## What is asked:
Please copy the text below about the album Chances from "Illya Kuryaki and the Valderramas chronology" to "the duo split.", substituting "band" for every instance of "duo".
— START Text section —
Studio album by Illya Kuryaki and the Valderramas
- Released: October 31, 2012
- Genres: Funk rock, Hip hop, Reggae, Dance pop
- Length: 56:50
- Label: Sony Music Latin
- Producer: Rafael Arcaute;

Illya Kuryaki and the Valderramas chronology
| Kuryakistan (2001) | Chances (2012) | L.H.O.N. (2016) |

= Chances (Illya Kuryaki and the Valderramas) =

Chances is the seventh studio album by Argentine musical duo Illya Kuryaki and the Valderramas, released on October 31, 2012, through Sony Music Latin. The album was produced by the members of the duo, Dante Spinetta and Emmanuel Horvilleur, alongside Rafael Arcaute, it was mixed by Rafa Sardina, mastered by Chris Gehringer and includes a collaboration with Mexican band Molotov.

The album was recorded at three different studios in Argentina, Ave Sexua, Unísono and Casa Submarina, and was the first album released by the duo since their reunion in 2011, almost eleven years after their previous album, Kuryakistan, released on 2001, the same year the duo split.
— END Text section —
— START Supplied entries —
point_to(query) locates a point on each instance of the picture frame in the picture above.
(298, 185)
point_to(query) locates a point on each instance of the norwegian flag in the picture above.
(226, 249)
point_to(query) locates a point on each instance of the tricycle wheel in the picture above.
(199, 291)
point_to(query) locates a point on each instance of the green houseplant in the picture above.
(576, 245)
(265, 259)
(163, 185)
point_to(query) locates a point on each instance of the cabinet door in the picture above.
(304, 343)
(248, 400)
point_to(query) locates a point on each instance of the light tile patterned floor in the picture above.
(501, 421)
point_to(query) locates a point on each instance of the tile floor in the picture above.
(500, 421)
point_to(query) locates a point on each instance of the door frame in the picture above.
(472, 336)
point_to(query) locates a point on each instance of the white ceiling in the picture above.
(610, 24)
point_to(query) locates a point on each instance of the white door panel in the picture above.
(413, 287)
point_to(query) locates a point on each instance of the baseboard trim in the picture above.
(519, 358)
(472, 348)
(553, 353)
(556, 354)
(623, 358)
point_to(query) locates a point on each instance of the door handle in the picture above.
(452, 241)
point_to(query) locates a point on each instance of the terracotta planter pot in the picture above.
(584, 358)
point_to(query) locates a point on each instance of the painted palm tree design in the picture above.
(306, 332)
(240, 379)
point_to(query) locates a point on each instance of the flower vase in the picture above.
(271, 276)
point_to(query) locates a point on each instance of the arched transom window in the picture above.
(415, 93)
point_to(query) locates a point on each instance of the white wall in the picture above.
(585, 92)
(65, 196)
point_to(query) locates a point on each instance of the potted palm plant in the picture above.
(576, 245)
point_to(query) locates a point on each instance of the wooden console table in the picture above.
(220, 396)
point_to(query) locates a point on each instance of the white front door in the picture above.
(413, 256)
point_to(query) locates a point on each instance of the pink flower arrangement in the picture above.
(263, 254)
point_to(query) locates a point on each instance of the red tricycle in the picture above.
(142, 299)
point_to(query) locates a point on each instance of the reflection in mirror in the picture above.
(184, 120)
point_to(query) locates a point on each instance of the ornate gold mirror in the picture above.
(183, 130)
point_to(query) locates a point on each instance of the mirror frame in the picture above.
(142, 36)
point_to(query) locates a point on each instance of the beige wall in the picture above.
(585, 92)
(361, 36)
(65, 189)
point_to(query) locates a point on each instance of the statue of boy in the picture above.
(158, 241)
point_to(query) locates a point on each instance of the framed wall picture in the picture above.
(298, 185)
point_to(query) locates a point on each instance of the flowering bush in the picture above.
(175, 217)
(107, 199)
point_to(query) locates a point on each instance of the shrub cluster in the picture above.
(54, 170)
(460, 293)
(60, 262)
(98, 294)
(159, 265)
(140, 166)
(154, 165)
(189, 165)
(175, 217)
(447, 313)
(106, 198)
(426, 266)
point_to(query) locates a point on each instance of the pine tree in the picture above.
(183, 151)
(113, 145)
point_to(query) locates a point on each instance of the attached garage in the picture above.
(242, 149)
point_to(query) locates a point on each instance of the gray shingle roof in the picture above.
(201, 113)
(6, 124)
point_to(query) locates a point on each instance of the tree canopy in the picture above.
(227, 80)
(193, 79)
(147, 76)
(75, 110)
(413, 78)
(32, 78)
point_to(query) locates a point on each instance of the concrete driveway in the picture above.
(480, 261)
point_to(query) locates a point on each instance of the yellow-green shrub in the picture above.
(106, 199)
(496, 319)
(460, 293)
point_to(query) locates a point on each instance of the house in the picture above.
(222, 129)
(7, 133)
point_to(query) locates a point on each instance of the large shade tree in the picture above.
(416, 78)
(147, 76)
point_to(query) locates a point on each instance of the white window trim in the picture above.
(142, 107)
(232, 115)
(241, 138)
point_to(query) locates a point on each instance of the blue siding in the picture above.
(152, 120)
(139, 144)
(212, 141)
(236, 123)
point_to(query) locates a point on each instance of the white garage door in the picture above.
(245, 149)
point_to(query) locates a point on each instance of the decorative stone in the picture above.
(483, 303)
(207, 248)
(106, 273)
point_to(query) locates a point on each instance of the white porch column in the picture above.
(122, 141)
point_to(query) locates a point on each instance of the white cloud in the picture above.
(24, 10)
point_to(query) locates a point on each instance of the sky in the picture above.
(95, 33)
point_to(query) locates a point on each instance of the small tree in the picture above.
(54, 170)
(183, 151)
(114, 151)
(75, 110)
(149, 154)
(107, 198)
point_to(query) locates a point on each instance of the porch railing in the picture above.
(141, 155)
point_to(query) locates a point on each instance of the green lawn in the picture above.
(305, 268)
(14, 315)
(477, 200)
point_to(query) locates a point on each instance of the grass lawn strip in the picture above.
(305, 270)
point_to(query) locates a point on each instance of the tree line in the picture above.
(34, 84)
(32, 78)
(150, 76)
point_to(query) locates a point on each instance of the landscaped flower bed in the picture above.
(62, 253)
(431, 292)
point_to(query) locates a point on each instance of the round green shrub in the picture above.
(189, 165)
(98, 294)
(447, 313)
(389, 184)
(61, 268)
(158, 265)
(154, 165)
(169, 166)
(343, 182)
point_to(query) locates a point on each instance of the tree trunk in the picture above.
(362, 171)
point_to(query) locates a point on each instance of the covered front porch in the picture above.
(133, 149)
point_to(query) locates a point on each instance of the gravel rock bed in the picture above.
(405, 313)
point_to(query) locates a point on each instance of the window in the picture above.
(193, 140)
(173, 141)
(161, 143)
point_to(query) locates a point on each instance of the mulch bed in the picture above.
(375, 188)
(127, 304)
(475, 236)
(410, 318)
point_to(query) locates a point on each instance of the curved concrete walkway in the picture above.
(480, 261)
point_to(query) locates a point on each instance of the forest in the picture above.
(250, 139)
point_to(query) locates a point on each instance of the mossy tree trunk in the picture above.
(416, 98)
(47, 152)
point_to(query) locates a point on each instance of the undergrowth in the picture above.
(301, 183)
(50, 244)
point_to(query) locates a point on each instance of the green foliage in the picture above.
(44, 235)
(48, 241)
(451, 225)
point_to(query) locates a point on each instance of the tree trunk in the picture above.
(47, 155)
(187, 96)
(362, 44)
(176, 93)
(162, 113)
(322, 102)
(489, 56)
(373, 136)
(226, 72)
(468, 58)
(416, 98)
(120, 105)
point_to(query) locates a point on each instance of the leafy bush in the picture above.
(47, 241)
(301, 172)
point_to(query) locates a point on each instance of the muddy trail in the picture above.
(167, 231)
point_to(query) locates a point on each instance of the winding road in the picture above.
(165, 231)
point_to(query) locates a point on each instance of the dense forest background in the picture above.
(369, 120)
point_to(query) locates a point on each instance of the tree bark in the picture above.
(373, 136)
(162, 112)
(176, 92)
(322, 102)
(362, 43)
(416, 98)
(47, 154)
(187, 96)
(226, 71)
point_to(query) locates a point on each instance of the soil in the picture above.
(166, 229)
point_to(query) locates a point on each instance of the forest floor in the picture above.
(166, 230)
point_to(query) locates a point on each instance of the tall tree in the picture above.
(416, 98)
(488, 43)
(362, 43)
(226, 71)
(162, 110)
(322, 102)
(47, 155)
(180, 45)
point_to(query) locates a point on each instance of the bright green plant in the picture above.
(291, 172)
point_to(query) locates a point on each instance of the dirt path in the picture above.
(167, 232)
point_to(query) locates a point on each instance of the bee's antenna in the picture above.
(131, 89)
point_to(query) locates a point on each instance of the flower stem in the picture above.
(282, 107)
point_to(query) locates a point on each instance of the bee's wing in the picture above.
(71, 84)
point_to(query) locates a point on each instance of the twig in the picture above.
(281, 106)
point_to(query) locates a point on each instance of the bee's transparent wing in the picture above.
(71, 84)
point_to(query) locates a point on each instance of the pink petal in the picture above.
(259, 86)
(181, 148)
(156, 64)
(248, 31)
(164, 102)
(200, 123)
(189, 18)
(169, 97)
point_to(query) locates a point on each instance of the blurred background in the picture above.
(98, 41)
— END Supplied entries —
## The output:
Illya Kuryaki and the Valderramas chronology
| Kuryakistan (2001) | Chances (2012) | L.H.O.N. (2016) |

= Chances (Illya Kuryaki and the Valderramas) =

Chances is the seventh studio album by Argentine musical band Illya Kuryaki and the Valderramas, released on October 31, 2012, through Sony Music Latin. The album was produced by the members of the band, Dante Spinetta and Emmanuel Horvilleur, alongside Rafael Arcaute, it was mixed by Rafa Sardina, mastered by Chris Gehringer and includes a collaboration with Mexican band Molotov.

The album was recorded at three different studios in Argentina, Ave Sexua, Unísono and Casa Submarina, and was the first album released by the band since their reunion in 2011, almost eleven years after their previous album, Kuryakistan, released on 2001, the same year the band split.